Reproduce every line of the material below word for word, leaving out the pictures.

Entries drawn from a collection
Segment Open

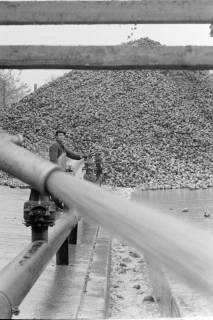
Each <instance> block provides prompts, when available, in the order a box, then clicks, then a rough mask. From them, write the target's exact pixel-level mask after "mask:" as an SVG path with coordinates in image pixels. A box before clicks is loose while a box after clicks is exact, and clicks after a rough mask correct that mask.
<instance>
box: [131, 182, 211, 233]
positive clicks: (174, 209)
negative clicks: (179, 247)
mask: <svg viewBox="0 0 213 320" xmlns="http://www.w3.org/2000/svg"><path fill="white" fill-rule="evenodd" d="M132 198H133V199H136V200H138V201H146V202H147V203H149V204H151V205H152V206H154V207H155V208H158V209H160V210H161V211H164V212H167V213H169V214H170V215H171V216H173V215H174V216H176V217H178V218H180V219H182V220H188V221H190V222H191V223H192V224H196V225H199V226H200V227H202V228H204V229H205V230H208V231H209V232H210V233H213V188H209V189H205V190H203V189H200V190H189V189H172V190H156V191H142V192H135V193H133V194H132ZM184 209H186V210H184ZM183 210H184V212H183ZM206 210H207V212H208V213H209V214H210V216H209V217H204V212H205V211H206Z"/></svg>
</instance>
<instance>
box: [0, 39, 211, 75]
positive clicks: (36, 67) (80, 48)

Segment Closed

Solution:
Each <instance> block provides prompts, when available, in the order a box, then clicks, then a rough mask. From them, write the target's exact pixel-level mask after "mask:" as an SVG path with coordinates in image pixels. A box before clicks is loose while a box after clicks is exact, and clicks after a rough mask correct that mask.
<instance>
box: [131, 182, 211, 233]
positive clicks: (174, 209)
negative clicks: (179, 247)
mask: <svg viewBox="0 0 213 320" xmlns="http://www.w3.org/2000/svg"><path fill="white" fill-rule="evenodd" d="M132 198H133V199H136V200H138V201H146V202H147V203H149V204H151V205H152V206H154V207H155V208H158V209H160V210H161V211H164V212H167V213H169V214H170V215H171V216H173V215H174V216H176V217H178V218H180V219H182V220H188V221H190V222H191V223H192V224H196V225H199V226H200V227H202V228H204V229H205V230H208V231H209V232H210V233H213V188H209V189H205V190H203V189H200V190H189V189H172V190H156V191H142V192H135V193H133V194H132ZM184 209H186V210H184ZM183 210H184V212H183ZM206 210H207V212H208V213H209V214H210V216H209V217H204V212H205V211H206Z"/></svg>
</instance>
<instance>
box: [0, 39, 211, 75]
positive clicks: (36, 67) (80, 48)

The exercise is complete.